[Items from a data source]
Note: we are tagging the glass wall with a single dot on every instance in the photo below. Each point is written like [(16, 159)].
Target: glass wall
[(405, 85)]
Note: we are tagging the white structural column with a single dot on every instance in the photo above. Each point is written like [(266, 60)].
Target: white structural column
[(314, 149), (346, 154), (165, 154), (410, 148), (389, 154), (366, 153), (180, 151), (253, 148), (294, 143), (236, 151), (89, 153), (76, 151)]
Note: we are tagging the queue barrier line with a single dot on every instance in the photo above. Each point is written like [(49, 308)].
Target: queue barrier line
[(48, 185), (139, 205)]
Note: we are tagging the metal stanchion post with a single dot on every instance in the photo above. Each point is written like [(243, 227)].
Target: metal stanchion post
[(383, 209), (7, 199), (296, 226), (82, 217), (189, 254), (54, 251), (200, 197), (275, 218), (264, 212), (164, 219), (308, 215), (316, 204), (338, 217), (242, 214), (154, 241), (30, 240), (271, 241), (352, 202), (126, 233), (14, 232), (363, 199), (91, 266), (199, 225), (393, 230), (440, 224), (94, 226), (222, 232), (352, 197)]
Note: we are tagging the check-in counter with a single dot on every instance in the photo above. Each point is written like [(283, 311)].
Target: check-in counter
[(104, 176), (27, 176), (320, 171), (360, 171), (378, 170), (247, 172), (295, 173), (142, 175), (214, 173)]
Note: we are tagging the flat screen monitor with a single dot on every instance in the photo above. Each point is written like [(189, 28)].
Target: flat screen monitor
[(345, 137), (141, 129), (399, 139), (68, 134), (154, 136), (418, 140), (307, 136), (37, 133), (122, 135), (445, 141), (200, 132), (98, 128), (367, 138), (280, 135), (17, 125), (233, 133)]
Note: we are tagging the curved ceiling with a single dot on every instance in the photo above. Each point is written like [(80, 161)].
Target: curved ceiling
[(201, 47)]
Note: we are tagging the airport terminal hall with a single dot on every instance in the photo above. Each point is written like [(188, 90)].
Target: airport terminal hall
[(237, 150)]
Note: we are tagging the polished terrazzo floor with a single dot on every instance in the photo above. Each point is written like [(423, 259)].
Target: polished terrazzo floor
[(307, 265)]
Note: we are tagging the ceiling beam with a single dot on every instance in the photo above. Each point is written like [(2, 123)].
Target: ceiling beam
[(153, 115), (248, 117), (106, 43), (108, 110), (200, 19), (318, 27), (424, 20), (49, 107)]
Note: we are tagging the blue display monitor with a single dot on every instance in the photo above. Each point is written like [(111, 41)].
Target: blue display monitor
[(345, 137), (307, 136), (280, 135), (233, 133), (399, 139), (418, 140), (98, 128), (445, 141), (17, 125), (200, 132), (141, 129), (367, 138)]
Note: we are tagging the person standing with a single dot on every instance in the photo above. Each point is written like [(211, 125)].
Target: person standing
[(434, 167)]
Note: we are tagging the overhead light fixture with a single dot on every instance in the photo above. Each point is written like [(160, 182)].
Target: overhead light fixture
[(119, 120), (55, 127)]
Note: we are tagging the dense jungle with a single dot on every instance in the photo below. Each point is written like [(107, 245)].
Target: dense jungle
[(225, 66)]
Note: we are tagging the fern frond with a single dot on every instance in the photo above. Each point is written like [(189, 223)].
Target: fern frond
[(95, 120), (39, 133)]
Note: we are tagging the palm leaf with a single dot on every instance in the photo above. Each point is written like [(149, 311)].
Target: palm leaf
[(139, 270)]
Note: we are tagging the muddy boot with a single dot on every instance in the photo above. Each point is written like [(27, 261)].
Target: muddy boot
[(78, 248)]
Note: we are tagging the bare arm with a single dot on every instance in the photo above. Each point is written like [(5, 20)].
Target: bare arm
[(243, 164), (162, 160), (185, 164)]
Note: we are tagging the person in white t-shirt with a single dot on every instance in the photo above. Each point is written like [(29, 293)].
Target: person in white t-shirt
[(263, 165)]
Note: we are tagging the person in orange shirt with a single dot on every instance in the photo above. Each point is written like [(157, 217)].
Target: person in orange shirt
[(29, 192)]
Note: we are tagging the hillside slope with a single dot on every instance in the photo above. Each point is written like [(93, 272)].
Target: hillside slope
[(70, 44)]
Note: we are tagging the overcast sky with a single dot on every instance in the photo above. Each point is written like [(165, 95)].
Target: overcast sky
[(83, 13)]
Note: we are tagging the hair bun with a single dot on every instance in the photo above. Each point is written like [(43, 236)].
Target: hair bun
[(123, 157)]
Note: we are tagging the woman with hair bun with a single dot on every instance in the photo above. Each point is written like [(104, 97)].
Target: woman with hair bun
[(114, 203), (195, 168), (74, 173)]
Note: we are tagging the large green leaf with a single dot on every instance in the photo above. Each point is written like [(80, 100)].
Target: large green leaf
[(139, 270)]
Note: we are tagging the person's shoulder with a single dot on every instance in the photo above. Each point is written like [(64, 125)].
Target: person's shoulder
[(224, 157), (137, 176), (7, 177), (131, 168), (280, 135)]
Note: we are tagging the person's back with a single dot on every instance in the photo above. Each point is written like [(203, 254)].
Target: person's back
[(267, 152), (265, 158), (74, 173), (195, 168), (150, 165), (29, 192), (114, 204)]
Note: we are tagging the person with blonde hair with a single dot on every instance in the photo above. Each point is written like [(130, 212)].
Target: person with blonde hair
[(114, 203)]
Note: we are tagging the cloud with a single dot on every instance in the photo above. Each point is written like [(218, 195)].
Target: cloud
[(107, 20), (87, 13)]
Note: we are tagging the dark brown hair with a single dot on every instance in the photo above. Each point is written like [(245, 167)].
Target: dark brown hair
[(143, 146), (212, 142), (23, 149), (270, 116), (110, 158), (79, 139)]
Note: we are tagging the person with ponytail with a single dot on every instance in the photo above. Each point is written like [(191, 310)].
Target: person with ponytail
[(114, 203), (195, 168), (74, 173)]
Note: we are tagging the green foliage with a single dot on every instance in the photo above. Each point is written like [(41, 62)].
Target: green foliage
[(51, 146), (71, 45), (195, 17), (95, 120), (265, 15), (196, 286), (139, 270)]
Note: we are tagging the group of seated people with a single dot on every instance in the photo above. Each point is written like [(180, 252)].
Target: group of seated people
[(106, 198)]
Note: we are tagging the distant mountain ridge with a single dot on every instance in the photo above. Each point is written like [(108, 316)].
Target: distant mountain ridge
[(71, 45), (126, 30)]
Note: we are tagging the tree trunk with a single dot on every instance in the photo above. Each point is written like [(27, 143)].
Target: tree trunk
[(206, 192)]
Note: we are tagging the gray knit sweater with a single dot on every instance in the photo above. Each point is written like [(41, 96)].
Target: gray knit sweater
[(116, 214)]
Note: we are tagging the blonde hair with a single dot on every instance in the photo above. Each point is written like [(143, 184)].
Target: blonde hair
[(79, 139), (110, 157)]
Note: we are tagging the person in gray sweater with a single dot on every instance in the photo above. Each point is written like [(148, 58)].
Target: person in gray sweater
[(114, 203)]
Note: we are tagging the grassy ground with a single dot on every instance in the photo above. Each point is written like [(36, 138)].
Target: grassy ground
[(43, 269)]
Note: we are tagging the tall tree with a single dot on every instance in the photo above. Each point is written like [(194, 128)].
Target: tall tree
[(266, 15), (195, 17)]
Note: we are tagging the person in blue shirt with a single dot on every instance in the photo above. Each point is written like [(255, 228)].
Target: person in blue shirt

**WHAT YOU SHOULD DO**. The records above must be reproduced word for word.

**SOLUTION TO THIS TASK**.
Note: we are tagging the glass wall with a single dot on every instance in the photo below. Each point is written like [(16, 159)].
Target: glass wall
[(405, 85)]
Note: we are tagging the white structural column with a single dot on every instance in the photo above. Each point is written like [(266, 60)].
Target: white structural column
[(314, 149), (346, 154), (165, 154), (410, 148), (389, 154), (366, 153), (180, 151), (253, 148), (294, 143), (236, 151), (89, 153), (76, 151)]
Note: we are tagging the queue barrier line with a single dot on every instance in the photo above. Each point is written like [(49, 308)].
Target: queue barrier line
[(48, 185), (139, 205)]
Note: we are tagging the metal stanchion post with a single dot on every instance in the photo above. Each point is written like [(243, 227)].
Target: metal stanchion post
[(383, 209), (7, 199), (296, 226), (82, 217), (189, 254), (54, 251), (200, 197), (275, 218), (264, 212), (164, 219), (308, 215), (316, 204), (338, 217), (242, 214), (154, 241), (30, 240), (271, 241), (352, 202), (126, 233), (14, 232), (363, 199), (91, 266), (199, 225), (393, 230), (440, 224), (94, 226), (222, 232), (352, 197)]
Note: we are tagging the check-in counter with a single dot on every instance in the photo above. Each point is written like [(283, 311)].
Target: check-in counter
[(104, 176), (27, 176), (320, 171), (360, 171), (378, 170), (247, 172), (295, 173), (142, 175), (214, 173)]
Note: we are tagging the flat screen monitor with a single dot on every instance in the photo above. Each point is written like [(189, 28)].
Target: flat screen monitor
[(345, 137), (141, 129), (399, 139), (68, 134), (154, 136), (418, 140), (307, 136), (37, 133), (122, 135), (445, 141), (200, 132), (98, 128), (367, 138), (280, 135), (17, 125), (233, 133)]
Note: we are tagging the curved ceiling with a single dot on every instance in the photo above. Each point is written like [(80, 161)].
Target: curved ceiling
[(201, 47)]
Note: we are tagging the airport terminal hall with a single dot on every instance in the photo above. Each point is written like [(188, 90)].
Target: airport terminal hall
[(237, 150)]
Note: we are tagging the polished terrazzo floor with a single dot on every instance in the photo above. Each point is written like [(423, 259)].
Target: polished terrazzo floor
[(307, 265)]
Note: we are tagging the ceiling beam with a single dot on every instance in the photo above. Each point is written like [(2, 123)].
Target: ceiling beam
[(153, 115), (248, 117), (106, 43), (108, 110), (200, 19), (318, 27), (424, 20), (49, 107)]
Note: we are tagging the blue display monitor with a single dot on every instance in the photo above. Each point is written like [(111, 41)].
Target: blue display monitor
[(345, 137), (307, 136), (280, 135), (233, 133), (399, 139), (418, 140), (98, 128), (445, 141), (17, 125), (200, 132), (141, 129), (367, 138)]
Note: we are tagging the person standing with a single dot on every instance in the photo above. Each point is written like [(211, 125)].
Target: person standing
[(434, 167)]
Note: we are tagging the overhead light fixture with a single dot on every instance in the photo above. Each point is written like [(160, 182)].
Target: overhead light fixture
[(119, 120), (55, 127)]
Note: we are tagging the dense jungle with a single dot on every instance in the photo below. Each point is written like [(107, 245)].
Target: dense jungle
[(225, 66)]
Note: we are tagging the fern frond with a single dot on every instance in the photo above. Each point is written like [(189, 223)].
Target: fern frond
[(95, 120), (39, 133)]
Note: we are tagging the palm leaf with a single dot on every instance in the photo above. Each point is written like [(149, 311)].
Target: palm leaf
[(139, 270)]
Note: we are tagging the muddy boot with a single dot on every instance in the photo above. Each point is written like [(27, 261)].
Target: muddy boot
[(78, 248)]
Note: we are tagging the bare arm with a single dot on every instance in the photo above. Each point is written like [(5, 20)].
Target: bare arm
[(243, 164), (162, 160), (185, 164)]
Note: we are tagging the person in white t-shirt with a single dot on every instance in the photo above. Each point is written like [(29, 293)].
Target: person in white t-shirt
[(263, 165)]
Note: we are tagging the person in orange shirt with a single dot on every instance in the photo above. Each point is written like [(157, 217)].
Target: person in orange shirt
[(29, 192)]
Note: we are tagging the hillside slope with a single dot on every instance in the photo above. Each point is written like [(93, 272)].
Target: hillside slope
[(70, 44)]
Note: we are tagging the overcast sky with a single dot on every instance in the photo above. Each point is written like [(165, 95)].
Target: overcast sky
[(83, 13)]
Note: we are tagging the hair bun with a single dot on every instance in the photo above. Each point is written like [(43, 236)].
Target: hair bun
[(123, 157)]
Note: we are tagging the woman with hair bun with a single dot on every instance in the photo above. Each point is written like [(104, 97)].
Target: woman with hair bun
[(114, 203), (195, 168), (74, 173)]
Note: we are tagging the large green leaf with a single dot on every instance in the photo above. Each point is written like [(80, 100)].
Target: large green leaf
[(139, 270)]
Note: we are tagging the person's shoulder with a single dot on every instance in the photo above. Each point is written like [(64, 125)].
Target: person's shoulder
[(224, 157), (137, 176), (7, 177), (131, 168), (280, 135)]
Note: we are tagging the person's back with a single dot on every instance in the photo above. Each point is written like [(203, 254)].
Target: person's back
[(267, 152), (265, 158), (74, 173), (195, 168), (150, 165), (29, 192), (114, 204)]
Note: we are tagging the person with blonde hair with a single dot on every instance in the photo above. Each point is written like [(130, 212)].
Target: person with blonde hair
[(114, 203)]
Note: we are tagging the cloud with a single dot on every instance in the photo above. Each point is written like [(218, 195)].
Target: cloud
[(107, 20), (87, 13)]
Note: we are tagging the dark brown hair with a single dot on every instance in the photo above. Each point is written like [(245, 167)].
Target: dark brown hair
[(143, 146), (212, 142), (23, 149), (270, 116), (110, 158), (79, 139)]
Note: we are tagging the person with ponytail with a single dot on every instance in the photo above. Each point is written like [(191, 310)].
Target: person with ponytail
[(114, 203), (195, 168), (74, 173)]
Note: we are tagging the green foliage with a single dot on every instance in the photo above. Each point is written like [(41, 62)].
Target: green foliage
[(51, 146), (71, 45), (195, 17), (95, 120), (265, 15), (196, 286), (139, 270)]
Note: we are tagging the group of seated people with a single dot on every instance in the photo above. Each point is written like [(180, 252)].
Target: group of seated people
[(106, 198)]
Note: we are tagging the distant mountain ridge with a single dot on every instance in the photo above. Each point is written like [(108, 316)].
Target: distant mountain ridge
[(71, 45), (126, 30)]
Note: we are tagging the tree trunk with a single dot on every instance in the photo above. Each point is written like [(27, 143)].
Target: tree trunk
[(206, 192)]
Note: we are tagging the gray knit sweater with a single dot on every instance in the photo above. Each point is written like [(41, 96)].
Target: gray knit sweater
[(116, 214)]
Note: we are tagging the blonde hair with a single dot on every instance in the photo above. Each point is written like [(143, 184)].
Target: blonde hair
[(79, 139), (110, 157)]
Note: we are tagging the person in gray sweater with a single dot on every instance in the photo above. Each point is written like [(148, 58)].
Target: person in gray sweater
[(114, 203)]
Note: we are tagging the grassy ground with a single dot on every instance in the photo above. Each point is written like [(36, 138)].
Target: grassy ground
[(43, 269)]
Note: we are tagging the tall tree with a single dot on every instance in the photo above. Each point is written like [(194, 128)].
Target: tall tree
[(266, 15), (195, 17)]
Note: we are tagging the person in blue shirt with a single dot on every instance in the photo above. Each point is written like [(255, 228)].
Target: person in blue shirt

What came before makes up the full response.